# [WHAT THE TASK ASKS]
Carry on the write-up about the llm-wiki tool below, starting right after its last sentence.

# [EXTRACT PROVIDED]
- Opening Delimiter -
The "wiki/" layer is less deterministic than the "raw/" and "site/" layers. Manual command instructions still tell the live agent to update entities, concepts, contradictions, and overview pages. The automatic synthesizer can create source pages, but it does not implement the whole AGENTS ingest contract. This is not a flaw if the project is understood as agent-in-the-loop tooling; it is a flaw only if the README is read as promising fully autonomous wiki maintenance.
The project has an unusual amount of integration surface for an alpha-stage tool. That makes it easy to adopt from many angles, but it also creates many promise surfaces: CLI help, README, Claude commands, skills, MCP tools, docs, and plugin metadata can drift from one another. The repeated comments about fixed regressions suggest the maintainers are actively tightening this, but the product surface is broad enough that drift should remain a watch item.
The confidence and lifecycle modules are conceptually good but not yet a trust system. A 4-factor score over source count, quality, recency, and inbound links can prioritize review; it cannot establish that a generated source summary preserves the important claims in the transcript. The optional LLM lint rules point in that direction but remain advisory.
What to Watch
- Whether Auto Dream becomes an implemented consolidation loop rather than seeded
MEMORY.md/navigation doctrine. - Whether
llmwiki synthesizegrows from source-page generation into the full entity/concept/overview update contract currently delegated to agents. - Whether trace-derived pages gain a review/promotion path so generated source pages can mature into trusted concept or decision artifacts.
- Whether the MCP query path stays keyword/snippet-based or grows a more typed context scheduler over projects, entities, confidence, lifecycle, and freshness.
- Whether the many adapter claims remain tested as upstream agent transcript schemas change.
- Whether broad packaging pressure causes product-surface drift, especially between README claims, slash commands, skills, and Python behavior.
Relevant Notes:
- Trace-derived learning techniques in related systems - extends: Pratiyush/llm-wiki adds a multi-agent transcript-to-wiki compiler case where coding-session traces become raw markdown, wiki pages, static exports, and MCP-readable artifacts.
- Closing Delimiter -
# [PROVIDED INFORMATION]
- Opening Delimiter -
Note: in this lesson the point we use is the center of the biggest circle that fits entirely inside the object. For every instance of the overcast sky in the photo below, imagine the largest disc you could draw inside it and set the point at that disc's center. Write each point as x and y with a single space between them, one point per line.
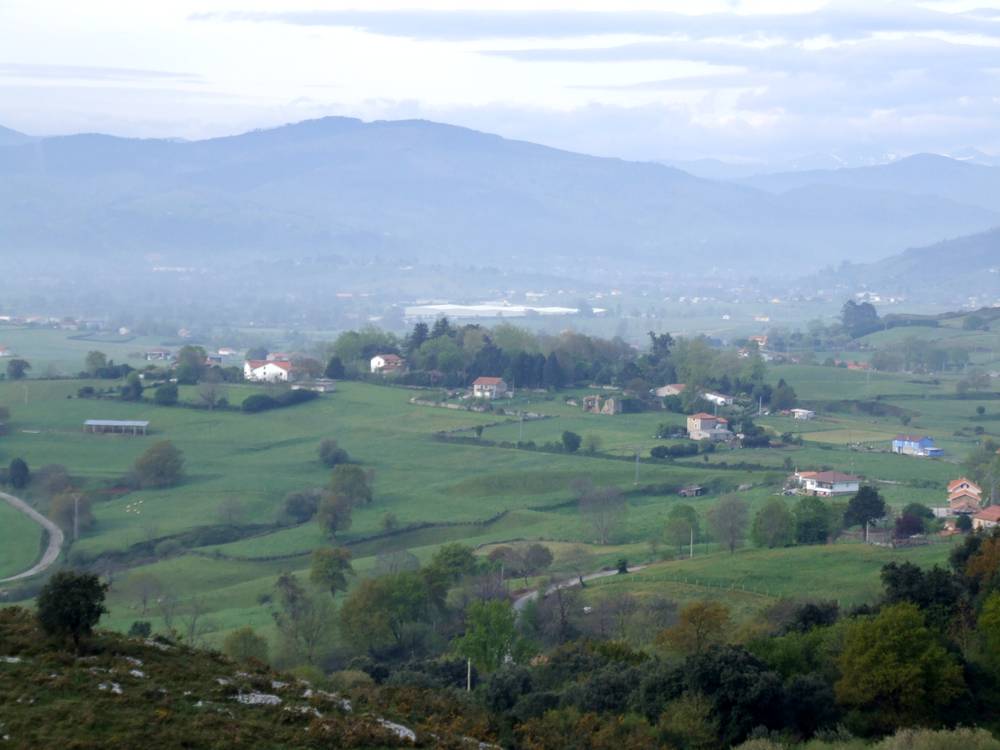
742 80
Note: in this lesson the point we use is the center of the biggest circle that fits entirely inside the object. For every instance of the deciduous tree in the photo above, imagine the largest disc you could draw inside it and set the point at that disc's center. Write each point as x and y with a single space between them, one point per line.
773 526
729 521
160 466
894 667
700 625
71 604
331 567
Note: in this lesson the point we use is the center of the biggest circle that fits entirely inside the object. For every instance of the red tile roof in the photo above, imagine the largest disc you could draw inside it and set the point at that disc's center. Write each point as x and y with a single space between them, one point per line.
954 484
834 476
703 415
989 514
255 363
484 380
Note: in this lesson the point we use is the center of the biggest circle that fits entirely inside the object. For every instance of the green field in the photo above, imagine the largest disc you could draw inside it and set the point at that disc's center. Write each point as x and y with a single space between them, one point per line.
752 579
477 492
20 539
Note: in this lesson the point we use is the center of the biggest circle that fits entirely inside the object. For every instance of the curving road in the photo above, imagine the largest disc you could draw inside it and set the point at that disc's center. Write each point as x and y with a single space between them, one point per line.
55 537
522 601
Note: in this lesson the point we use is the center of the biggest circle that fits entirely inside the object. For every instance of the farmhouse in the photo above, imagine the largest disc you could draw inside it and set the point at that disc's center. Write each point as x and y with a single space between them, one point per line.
827 483
692 490
704 426
718 399
987 519
387 363
262 371
964 496
487 387
674 389
916 445
596 404
116 426
319 385
158 355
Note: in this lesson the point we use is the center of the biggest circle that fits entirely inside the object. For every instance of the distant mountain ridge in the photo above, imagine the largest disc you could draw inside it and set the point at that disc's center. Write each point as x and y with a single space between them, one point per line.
10 137
438 193
965 266
965 182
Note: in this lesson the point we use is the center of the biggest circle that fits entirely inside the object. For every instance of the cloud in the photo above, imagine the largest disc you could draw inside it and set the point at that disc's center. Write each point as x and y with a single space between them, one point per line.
88 73
468 25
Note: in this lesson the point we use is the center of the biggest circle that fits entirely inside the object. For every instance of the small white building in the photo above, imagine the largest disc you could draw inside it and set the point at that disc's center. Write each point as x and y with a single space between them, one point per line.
262 371
719 399
827 483
673 389
386 363
486 387
158 355
987 518
708 427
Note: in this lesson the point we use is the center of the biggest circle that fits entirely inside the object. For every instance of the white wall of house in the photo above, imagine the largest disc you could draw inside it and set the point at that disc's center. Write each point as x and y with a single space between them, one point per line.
266 373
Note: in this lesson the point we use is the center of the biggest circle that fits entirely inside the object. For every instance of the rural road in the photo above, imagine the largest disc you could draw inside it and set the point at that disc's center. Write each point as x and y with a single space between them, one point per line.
522 601
55 537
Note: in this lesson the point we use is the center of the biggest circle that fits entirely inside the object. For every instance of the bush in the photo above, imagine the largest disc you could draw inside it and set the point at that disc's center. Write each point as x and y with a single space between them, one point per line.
167 547
332 454
160 466
166 394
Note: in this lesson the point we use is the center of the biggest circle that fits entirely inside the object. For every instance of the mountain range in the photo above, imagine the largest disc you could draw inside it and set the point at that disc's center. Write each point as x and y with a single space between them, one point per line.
417 190
961 268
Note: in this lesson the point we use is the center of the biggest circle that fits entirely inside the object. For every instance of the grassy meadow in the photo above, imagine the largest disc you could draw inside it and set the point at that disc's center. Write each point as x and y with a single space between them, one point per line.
478 493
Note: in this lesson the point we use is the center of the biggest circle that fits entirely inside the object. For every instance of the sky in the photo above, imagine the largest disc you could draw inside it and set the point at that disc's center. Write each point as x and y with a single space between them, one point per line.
748 81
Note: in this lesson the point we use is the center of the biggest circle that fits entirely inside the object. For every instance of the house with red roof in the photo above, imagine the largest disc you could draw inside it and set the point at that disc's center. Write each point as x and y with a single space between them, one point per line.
387 364
704 426
263 371
987 518
964 497
489 387
827 483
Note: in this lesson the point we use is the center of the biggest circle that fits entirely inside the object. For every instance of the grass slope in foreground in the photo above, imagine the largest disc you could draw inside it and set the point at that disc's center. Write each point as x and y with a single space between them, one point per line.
127 693
20 538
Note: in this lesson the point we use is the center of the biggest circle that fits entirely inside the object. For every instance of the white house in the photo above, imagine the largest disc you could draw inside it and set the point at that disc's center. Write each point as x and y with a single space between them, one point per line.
827 483
485 387
262 371
718 399
987 518
386 363
708 427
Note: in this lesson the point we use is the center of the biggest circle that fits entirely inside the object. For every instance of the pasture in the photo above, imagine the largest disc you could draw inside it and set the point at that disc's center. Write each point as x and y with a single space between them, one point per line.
477 492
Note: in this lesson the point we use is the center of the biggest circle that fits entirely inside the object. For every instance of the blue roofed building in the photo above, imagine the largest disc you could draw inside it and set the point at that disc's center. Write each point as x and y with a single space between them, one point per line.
916 445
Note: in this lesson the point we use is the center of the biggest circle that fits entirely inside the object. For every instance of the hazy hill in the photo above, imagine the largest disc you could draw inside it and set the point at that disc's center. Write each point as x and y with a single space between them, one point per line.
10 137
923 174
415 189
967 266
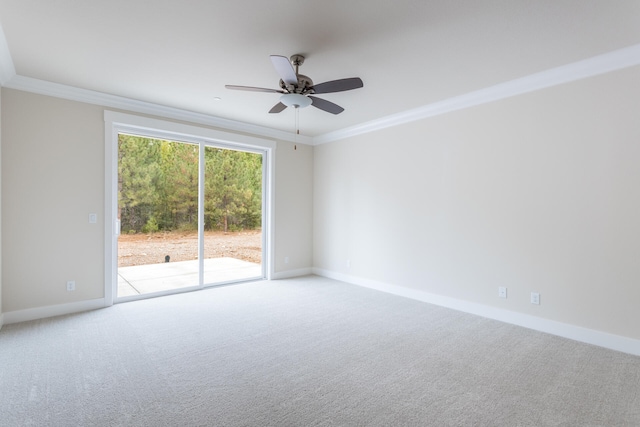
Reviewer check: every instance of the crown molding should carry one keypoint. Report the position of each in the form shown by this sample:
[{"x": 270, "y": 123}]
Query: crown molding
[
  {"x": 596, "y": 65},
  {"x": 57, "y": 90},
  {"x": 7, "y": 70}
]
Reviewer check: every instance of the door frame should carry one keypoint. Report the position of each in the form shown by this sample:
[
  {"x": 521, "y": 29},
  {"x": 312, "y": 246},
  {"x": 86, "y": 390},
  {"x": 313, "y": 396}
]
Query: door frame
[{"x": 116, "y": 123}]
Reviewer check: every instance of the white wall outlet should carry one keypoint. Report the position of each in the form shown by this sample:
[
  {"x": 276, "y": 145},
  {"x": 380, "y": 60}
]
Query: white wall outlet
[
  {"x": 535, "y": 298},
  {"x": 502, "y": 292}
]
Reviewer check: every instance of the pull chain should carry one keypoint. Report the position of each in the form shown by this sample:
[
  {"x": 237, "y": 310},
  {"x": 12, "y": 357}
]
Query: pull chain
[{"x": 295, "y": 146}]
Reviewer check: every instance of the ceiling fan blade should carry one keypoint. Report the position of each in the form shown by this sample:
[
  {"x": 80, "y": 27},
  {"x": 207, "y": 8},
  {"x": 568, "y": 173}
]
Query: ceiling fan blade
[
  {"x": 284, "y": 69},
  {"x": 277, "y": 108},
  {"x": 253, "y": 89},
  {"x": 338, "y": 85},
  {"x": 325, "y": 105}
]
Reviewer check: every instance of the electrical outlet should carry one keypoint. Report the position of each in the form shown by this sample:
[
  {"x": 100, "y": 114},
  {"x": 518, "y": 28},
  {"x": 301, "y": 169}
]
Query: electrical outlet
[
  {"x": 502, "y": 292},
  {"x": 535, "y": 298}
]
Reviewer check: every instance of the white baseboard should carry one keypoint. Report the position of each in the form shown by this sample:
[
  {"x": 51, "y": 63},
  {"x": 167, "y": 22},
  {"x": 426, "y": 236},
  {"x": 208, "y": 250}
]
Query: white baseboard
[
  {"x": 52, "y": 310},
  {"x": 291, "y": 273},
  {"x": 565, "y": 330}
]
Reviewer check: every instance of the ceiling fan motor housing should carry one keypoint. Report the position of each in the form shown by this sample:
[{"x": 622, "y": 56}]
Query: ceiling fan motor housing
[{"x": 304, "y": 85}]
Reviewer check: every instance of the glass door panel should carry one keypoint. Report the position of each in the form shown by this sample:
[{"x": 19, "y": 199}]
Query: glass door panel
[
  {"x": 158, "y": 215},
  {"x": 233, "y": 200}
]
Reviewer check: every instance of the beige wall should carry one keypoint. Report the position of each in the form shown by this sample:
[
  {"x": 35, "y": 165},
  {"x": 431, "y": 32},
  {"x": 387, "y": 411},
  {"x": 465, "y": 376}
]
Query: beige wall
[
  {"x": 536, "y": 193},
  {"x": 294, "y": 207},
  {"x": 1, "y": 317},
  {"x": 53, "y": 177}
]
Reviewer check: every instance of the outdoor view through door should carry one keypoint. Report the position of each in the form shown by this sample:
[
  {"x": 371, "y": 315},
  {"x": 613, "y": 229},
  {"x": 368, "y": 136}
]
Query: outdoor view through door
[{"x": 165, "y": 243}]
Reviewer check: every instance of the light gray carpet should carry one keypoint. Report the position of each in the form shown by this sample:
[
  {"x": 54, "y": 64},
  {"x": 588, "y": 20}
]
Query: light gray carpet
[{"x": 304, "y": 352}]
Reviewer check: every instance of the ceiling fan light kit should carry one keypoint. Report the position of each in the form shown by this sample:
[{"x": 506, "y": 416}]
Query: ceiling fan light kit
[
  {"x": 295, "y": 100},
  {"x": 297, "y": 89}
]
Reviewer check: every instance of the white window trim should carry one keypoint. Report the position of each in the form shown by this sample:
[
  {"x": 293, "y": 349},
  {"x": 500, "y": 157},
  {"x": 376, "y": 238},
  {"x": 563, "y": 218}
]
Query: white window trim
[{"x": 116, "y": 123}]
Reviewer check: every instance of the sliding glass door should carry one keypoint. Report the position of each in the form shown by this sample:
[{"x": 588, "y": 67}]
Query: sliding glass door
[{"x": 189, "y": 215}]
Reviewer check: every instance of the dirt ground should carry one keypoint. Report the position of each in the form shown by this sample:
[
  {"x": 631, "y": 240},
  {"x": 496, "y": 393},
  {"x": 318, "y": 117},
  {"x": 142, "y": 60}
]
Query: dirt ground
[{"x": 139, "y": 249}]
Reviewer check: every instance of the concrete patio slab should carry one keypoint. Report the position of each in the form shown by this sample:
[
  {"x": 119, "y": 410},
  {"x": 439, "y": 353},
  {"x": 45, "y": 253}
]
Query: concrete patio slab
[{"x": 145, "y": 279}]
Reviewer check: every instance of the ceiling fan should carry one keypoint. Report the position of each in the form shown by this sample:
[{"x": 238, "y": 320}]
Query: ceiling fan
[{"x": 297, "y": 90}]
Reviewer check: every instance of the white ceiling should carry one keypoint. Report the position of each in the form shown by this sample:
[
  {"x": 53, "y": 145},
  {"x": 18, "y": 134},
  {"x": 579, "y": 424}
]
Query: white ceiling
[{"x": 409, "y": 53}]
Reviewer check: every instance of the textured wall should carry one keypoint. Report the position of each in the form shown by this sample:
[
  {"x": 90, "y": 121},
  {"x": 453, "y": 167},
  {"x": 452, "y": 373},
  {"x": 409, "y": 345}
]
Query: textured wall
[
  {"x": 536, "y": 193},
  {"x": 53, "y": 177}
]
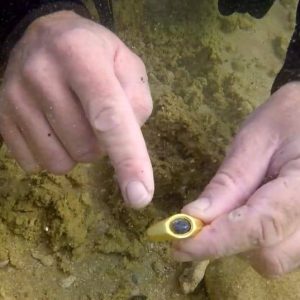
- Closing Delimiter -
# [RESULT OF THE EXERCISE]
- Files beat a database for agent-operated knowledge bases - exemplifies: raw transcripts, wiki pages, commands, skills, and exports stay file-shaped; operational state is sidecar JSON rather than a primary database.
- A functioning KB needs a workshop layer, not just a library - sharpens: synthesized pages should enter a workshop/review path before being treated as mature library knowledge.
- Stale indexes are worse than no indexes - exemplifies: the system invests heavily in rebuildable search indexes, source indexes, graph exports, sitemap, RSS, and manifests because static views are only useful when regenerated.
- LLM Wiki - compares-with: both descend from Karpathy's LLM Wiki pattern, but the nvk review covers protocol/prompt packaging while Pratiyush ships a broad executable compiler and site/export toolchain.
- kenhuangus/llm-wiki - compares-with: both are executable LLM Wiki implementations; kenhuangus focuses on external-source monitors and LLM claim integration, while Pratiyush focuses on agent-session transcript ingestion and static/AI export surfaces.
- browzy.ai - compares-with: both compile raw material into a local markdown wiki, but browzy centers on URLs/documents and query-time PKB use while Pratiyush centers on coding-agent history.
- cass-memory - compares-with: both aggregate multi-agent session logs, but cass-memory promotes procedural playbook bullets with feedback scoring while Pratiyush/llm-wiki promotes browseable wiki/source artifacts.